● **What the exercise asks**
The lines to copy are those with "powdered" in them. Pull each one from the entries below.

● **Records provided**
-*-*-

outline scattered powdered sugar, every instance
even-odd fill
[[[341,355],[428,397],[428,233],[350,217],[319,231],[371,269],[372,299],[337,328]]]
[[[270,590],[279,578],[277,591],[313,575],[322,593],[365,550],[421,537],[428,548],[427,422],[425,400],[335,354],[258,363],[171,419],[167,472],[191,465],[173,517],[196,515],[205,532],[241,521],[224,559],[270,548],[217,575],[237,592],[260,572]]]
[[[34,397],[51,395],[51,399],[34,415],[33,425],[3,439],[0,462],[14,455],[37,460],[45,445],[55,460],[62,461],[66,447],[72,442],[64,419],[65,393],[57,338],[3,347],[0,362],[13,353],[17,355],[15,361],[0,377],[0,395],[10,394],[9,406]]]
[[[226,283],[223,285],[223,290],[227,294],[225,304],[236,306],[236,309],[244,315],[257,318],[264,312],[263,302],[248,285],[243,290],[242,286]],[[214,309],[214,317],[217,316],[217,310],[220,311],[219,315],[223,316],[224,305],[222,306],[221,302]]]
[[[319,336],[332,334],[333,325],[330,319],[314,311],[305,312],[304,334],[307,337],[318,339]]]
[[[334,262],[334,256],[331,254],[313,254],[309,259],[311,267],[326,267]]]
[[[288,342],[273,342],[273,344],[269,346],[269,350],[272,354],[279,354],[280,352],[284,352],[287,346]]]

-*-*-

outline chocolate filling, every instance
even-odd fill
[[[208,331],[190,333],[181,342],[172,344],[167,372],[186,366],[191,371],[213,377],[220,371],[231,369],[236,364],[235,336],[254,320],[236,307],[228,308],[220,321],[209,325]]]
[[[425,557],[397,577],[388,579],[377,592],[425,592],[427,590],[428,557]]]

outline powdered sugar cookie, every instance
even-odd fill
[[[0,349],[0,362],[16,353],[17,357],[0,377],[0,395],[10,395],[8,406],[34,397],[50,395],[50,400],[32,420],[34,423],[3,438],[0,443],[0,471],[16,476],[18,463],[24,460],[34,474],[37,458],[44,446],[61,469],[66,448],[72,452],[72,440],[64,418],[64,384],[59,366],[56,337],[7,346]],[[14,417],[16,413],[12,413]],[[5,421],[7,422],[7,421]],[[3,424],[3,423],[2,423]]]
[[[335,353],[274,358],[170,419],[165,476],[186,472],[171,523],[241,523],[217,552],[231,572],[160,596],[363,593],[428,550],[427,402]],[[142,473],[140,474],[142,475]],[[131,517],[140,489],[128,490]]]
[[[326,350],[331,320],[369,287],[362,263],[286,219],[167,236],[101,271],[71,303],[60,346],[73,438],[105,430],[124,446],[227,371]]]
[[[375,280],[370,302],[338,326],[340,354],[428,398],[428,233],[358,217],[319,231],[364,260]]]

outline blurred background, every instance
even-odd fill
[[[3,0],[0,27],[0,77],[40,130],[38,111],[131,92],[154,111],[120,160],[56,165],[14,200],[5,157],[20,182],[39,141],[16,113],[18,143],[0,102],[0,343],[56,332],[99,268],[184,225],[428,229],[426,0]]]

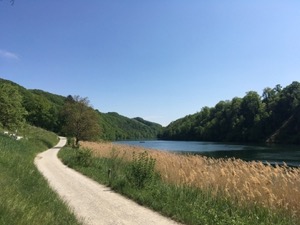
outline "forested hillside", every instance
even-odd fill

-*-*-

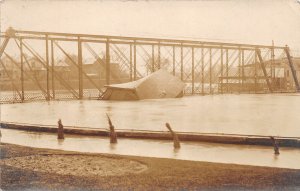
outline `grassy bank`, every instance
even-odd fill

-*-*-

● **Completed task**
outline scattered powdered sugar, every instance
outline powdered sugar cookie, every instance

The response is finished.